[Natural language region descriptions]
►
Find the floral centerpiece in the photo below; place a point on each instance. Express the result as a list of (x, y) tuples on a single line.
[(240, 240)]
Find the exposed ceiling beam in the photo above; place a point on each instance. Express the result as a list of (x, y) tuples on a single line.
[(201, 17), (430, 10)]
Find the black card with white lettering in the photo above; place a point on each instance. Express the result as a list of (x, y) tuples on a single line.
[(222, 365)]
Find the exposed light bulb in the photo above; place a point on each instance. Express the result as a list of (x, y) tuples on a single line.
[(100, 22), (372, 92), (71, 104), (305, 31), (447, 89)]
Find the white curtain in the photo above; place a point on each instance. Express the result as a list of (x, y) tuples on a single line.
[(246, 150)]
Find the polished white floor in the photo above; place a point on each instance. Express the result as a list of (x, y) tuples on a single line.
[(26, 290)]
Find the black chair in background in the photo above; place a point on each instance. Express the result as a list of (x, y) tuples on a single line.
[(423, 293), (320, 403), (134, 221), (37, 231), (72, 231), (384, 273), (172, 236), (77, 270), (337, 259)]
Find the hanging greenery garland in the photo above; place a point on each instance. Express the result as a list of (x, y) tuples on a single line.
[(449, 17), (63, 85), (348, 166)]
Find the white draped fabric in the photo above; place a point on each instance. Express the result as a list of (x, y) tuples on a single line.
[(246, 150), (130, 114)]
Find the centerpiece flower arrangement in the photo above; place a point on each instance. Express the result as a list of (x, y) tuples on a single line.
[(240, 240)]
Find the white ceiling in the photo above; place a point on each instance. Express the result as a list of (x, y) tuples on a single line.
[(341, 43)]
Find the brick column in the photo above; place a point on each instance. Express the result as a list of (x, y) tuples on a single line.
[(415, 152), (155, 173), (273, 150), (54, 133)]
◄
[GOAL OF THE EXERCISE] All lines from the one that holds "Find the centerpiece" through the end of the records are to be returned exactly, including both boundary lines, and no others.

[COMPLETED EXERCISE]
Find the centerpiece flower arrangement in the photo above; place a point on each instance. Express the result as a list of (x, y) tuples on a single line.
[(240, 240)]
Find the white ceiling in the photo above; place a point on each instance. Express the result as a list of (x, y) tuples on a single line.
[(341, 43)]
Find the brick column in the photo above; place a point on each instance. Express the result as a list of (x, y) tuples on a single line.
[(415, 152), (155, 173), (273, 150), (54, 133)]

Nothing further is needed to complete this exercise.